* _TREŚĆ ZADANIA_
Określ, w ilu wierszach listingu występuje ciąg „grey”, przy czym wielkość liter ma znaczenie. Podaj wyłącznie liczbę.

* _DOSTARCZONY MATERIAŁ_
-*-
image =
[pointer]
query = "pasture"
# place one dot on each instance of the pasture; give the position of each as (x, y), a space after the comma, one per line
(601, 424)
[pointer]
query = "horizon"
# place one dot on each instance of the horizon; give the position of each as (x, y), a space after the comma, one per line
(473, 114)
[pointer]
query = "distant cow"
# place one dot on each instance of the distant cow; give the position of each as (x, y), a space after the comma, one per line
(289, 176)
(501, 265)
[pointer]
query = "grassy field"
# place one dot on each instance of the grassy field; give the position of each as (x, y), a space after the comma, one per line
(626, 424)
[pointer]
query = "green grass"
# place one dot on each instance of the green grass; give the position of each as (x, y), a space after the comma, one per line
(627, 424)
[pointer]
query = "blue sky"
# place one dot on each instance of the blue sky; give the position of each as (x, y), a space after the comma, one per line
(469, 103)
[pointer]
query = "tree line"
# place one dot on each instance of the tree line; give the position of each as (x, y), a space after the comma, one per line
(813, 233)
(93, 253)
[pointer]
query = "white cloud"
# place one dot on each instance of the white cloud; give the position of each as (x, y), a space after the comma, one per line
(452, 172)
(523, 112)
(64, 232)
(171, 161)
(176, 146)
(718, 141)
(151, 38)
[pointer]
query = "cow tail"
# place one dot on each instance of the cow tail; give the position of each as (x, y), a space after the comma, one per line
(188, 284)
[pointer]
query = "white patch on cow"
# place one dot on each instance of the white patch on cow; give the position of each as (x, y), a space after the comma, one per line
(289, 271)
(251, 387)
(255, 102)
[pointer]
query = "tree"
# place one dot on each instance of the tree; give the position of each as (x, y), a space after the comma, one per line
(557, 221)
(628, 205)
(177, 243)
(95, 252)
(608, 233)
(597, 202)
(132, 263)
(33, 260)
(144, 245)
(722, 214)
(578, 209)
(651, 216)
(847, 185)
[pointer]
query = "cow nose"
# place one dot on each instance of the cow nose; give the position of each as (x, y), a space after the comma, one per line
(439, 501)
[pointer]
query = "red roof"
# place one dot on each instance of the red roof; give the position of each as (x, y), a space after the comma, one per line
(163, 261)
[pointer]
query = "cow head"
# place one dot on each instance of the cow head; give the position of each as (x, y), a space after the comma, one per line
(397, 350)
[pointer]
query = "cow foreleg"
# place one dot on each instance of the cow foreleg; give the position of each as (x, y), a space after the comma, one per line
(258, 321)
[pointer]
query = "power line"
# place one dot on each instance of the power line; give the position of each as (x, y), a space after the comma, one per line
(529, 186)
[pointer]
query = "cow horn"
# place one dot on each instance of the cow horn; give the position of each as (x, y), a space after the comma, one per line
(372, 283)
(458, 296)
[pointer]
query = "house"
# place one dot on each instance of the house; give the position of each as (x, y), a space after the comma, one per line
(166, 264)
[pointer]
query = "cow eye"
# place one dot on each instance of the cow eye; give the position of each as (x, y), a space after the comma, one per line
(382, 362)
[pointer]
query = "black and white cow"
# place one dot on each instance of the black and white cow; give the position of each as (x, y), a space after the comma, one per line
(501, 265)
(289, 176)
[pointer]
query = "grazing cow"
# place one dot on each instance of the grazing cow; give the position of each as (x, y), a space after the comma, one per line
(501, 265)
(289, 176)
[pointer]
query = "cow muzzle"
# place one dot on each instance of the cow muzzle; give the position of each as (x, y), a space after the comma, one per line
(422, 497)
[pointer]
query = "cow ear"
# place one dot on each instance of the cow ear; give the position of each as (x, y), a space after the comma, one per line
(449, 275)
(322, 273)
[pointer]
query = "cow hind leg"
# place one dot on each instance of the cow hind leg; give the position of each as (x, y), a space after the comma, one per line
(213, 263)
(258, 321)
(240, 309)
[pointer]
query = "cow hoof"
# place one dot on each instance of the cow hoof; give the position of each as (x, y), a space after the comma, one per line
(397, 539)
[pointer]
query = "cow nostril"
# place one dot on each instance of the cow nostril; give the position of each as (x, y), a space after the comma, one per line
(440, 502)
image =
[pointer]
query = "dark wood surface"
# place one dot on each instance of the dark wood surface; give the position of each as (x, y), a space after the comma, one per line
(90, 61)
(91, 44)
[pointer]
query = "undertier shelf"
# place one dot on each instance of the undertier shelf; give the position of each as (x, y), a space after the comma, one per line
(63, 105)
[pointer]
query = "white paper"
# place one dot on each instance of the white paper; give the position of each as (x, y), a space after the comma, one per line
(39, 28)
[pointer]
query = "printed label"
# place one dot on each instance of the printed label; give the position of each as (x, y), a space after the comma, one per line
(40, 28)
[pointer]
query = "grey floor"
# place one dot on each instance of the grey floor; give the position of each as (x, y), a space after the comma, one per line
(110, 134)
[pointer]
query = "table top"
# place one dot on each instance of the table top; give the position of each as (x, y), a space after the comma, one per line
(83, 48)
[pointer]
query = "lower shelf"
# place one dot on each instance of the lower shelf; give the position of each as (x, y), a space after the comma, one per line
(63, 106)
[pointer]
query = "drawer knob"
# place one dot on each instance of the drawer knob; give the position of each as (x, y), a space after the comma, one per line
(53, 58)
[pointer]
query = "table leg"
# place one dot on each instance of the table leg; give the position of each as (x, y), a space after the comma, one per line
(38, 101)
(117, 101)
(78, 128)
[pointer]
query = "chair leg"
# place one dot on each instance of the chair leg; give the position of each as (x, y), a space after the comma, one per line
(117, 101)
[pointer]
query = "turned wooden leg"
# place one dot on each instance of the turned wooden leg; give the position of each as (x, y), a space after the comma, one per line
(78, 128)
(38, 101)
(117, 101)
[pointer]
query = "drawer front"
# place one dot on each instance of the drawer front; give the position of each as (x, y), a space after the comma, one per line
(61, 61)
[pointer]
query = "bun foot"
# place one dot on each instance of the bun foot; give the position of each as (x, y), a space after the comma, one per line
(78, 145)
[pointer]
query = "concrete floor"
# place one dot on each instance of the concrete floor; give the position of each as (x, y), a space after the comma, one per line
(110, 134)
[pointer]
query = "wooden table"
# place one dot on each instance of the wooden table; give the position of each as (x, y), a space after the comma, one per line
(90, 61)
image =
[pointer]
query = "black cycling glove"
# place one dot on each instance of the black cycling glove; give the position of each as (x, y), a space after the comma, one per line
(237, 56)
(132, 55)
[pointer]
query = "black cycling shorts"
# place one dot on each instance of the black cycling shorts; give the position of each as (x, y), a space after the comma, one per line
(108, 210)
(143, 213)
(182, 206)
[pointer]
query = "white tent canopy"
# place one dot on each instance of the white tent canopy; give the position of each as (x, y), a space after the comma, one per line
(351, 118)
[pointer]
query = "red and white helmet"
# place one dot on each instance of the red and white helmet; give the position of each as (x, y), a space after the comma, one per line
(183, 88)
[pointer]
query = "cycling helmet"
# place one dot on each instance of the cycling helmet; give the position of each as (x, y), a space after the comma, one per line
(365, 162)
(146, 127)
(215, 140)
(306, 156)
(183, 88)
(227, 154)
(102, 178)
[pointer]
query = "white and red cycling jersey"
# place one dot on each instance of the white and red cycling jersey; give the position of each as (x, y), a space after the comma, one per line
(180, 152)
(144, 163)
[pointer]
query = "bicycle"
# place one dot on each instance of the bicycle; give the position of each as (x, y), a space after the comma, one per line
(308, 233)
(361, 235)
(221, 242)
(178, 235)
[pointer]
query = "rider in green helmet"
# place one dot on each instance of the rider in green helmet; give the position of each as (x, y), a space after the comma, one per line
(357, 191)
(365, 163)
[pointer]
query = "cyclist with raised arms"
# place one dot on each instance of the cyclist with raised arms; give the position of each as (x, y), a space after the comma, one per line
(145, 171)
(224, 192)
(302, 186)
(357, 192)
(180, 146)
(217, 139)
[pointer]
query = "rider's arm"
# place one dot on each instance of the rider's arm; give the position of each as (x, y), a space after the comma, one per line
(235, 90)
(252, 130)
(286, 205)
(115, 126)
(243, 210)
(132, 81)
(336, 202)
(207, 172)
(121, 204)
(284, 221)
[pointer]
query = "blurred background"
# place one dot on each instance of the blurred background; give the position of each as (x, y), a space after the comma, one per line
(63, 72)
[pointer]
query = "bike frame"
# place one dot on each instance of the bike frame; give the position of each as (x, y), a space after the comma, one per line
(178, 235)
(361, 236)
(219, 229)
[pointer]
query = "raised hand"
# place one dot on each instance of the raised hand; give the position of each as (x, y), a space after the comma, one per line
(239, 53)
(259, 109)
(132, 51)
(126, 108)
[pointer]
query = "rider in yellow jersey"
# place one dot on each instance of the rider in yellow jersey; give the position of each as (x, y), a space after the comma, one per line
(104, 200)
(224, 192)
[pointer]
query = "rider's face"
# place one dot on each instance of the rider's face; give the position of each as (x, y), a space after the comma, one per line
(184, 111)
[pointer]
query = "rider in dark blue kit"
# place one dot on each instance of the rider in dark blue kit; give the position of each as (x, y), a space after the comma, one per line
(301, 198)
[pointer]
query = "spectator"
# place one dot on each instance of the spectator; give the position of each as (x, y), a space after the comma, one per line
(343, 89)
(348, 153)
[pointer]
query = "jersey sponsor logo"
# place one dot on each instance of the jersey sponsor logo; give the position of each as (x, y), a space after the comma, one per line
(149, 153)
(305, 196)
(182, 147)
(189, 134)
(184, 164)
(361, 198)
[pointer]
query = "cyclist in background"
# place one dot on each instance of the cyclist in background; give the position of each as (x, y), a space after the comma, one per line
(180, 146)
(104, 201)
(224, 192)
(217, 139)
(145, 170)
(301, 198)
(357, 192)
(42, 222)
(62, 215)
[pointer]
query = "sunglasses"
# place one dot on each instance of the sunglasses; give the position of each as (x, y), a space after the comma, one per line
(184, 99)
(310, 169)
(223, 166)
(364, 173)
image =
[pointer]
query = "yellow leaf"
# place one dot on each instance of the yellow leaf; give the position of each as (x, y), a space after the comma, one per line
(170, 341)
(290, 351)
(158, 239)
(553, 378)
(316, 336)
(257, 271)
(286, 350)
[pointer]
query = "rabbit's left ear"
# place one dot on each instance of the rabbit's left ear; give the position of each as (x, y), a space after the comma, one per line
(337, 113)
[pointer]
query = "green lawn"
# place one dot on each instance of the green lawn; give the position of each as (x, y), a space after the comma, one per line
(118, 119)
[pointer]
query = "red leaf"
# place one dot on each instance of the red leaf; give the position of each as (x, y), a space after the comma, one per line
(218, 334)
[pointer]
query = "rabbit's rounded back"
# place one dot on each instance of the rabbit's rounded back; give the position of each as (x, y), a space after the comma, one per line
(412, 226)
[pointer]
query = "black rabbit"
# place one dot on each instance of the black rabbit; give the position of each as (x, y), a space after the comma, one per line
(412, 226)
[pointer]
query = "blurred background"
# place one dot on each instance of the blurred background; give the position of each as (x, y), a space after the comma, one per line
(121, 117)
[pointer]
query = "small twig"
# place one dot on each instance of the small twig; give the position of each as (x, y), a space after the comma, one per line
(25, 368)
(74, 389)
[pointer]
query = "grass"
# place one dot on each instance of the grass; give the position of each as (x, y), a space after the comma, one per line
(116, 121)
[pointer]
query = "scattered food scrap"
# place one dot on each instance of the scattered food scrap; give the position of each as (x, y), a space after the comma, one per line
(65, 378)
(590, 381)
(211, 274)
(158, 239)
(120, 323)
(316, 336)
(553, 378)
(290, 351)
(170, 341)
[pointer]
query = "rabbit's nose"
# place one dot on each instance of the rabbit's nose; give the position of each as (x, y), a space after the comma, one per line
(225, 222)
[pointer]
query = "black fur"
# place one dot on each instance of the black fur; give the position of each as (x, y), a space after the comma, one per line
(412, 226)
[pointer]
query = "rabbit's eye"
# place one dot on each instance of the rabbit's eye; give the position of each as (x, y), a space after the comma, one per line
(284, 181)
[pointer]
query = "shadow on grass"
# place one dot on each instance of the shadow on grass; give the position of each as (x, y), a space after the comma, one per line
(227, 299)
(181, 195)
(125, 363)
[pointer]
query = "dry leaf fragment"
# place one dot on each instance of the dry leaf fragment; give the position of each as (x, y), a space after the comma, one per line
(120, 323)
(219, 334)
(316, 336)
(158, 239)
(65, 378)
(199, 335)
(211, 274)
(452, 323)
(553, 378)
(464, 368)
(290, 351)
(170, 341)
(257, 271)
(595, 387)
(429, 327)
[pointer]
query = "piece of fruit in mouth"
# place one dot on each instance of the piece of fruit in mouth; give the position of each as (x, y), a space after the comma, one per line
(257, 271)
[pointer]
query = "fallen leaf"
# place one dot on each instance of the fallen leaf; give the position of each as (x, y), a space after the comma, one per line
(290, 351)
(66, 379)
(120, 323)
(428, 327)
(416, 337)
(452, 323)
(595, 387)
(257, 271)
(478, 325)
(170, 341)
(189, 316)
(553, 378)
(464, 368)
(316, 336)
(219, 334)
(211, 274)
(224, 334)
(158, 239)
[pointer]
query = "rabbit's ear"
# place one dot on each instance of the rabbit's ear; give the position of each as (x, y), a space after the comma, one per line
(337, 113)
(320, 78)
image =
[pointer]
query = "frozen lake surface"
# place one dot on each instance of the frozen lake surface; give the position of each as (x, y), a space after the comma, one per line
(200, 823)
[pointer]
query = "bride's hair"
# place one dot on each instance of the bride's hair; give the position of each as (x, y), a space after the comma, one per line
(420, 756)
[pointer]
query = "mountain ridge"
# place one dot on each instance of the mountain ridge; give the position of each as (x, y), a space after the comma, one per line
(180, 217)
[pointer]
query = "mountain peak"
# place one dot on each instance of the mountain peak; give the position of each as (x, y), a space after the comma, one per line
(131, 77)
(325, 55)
-*-
* _ROZWIĄZANIE ZADANIA_
2